-- Start of Excerpt --
Skip to main content

Python Package that support the read/write of multidimensional GeoTIFF files

Project description

mrio

mrio reads and writes multidimensional GeoTIFF files.

What is a Multidimensional GeoTIFF (mGeoTIFF)?

A Multidimensional GeoTIFF extends the traditional GeoTIFF format by supporting N-dimensional arrays, similar to formats like NetCDF, HDF5, or Zarr. It maintains the simplicity and compatibility of GeoTIFF, offering fast access and the ability to be opened by any GIS software or library that supports the GeoTIFF format.

What is a Temporal GeoTTIFF?
-- End of Excerpt --
-- Start of Data segment --
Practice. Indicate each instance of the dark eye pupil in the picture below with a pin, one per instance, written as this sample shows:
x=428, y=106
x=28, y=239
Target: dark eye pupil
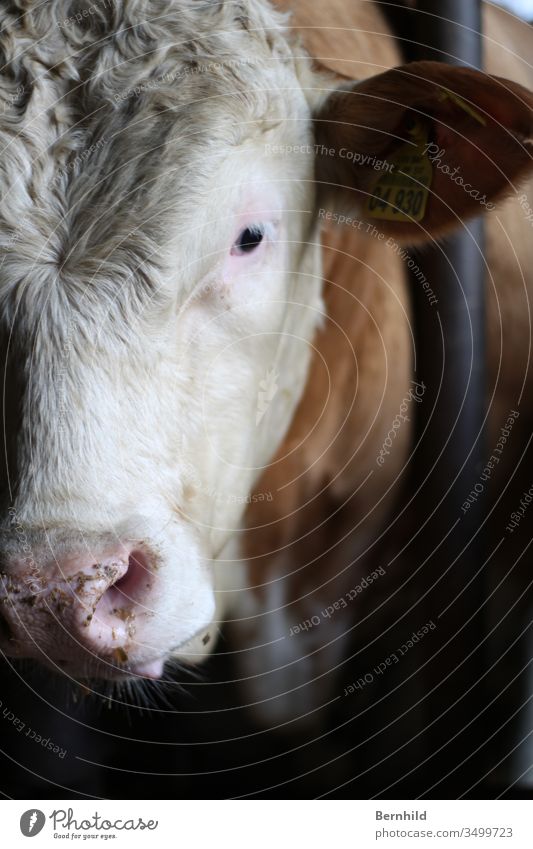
-- End of Data segment --
§ Problems and tasks
1) Answer these questions about the mrio project description:
(a) According to its description, what does mrio do?
(b) Which three formats is the Multidimensional GeoTIFF described as being similar to?
(c) What can open a Multidimensional GeoTIFF?
2) Carry the mrio project description on from its final heading with the next passage.

§ The replies
1)
(a) It reads and writes multidimensional GeoTIFF files.
(b) NetCDF, HDF5, and Zarr.
(c) Any GIS software or library that supports the GeoTIFF format.

2)
The Temporal Geo Tag Image File Format (Temporal GeoTIFF) builds upon the Multidimensional GeoTIFF standard by implementing a stricter convention for defining the temporal dimension. It requires a four-dimensional structure with dimensions ordered as follows: (time, band, x, y). The temporal dimension adheres to the STAC specification, which includes a start_datetime and a optional end_datetime. The start_datetime and end_datetime are both strings representing according to RFC 3339, section 5.6, and utilizes the Gregorian calendar as the reference system for time. For additional details, please refer to the [Specification][SPECIFICATION.md].

Installation

pip install mrio

How to use it?

Writing a Multidimensional GeoTIFF

import mrio
import numpy as np
import xarray as xr
import pandas as pd
import rasterio as rio

# 1. Define a 5-dimensional dataset (toy example)
data = np.random.rand(3, 5, 7, 128, 128)
time = list(pd.date_range("2021-01-01", periods=5).strftime("%Y%m%d"))
bands = ["B02", "B03", "B04", "B08", "B11", "B12", "B8A"]
affine = rio.transform.from_bounds(-76.2, 4.31, -76.1, 4.32, 128, 128)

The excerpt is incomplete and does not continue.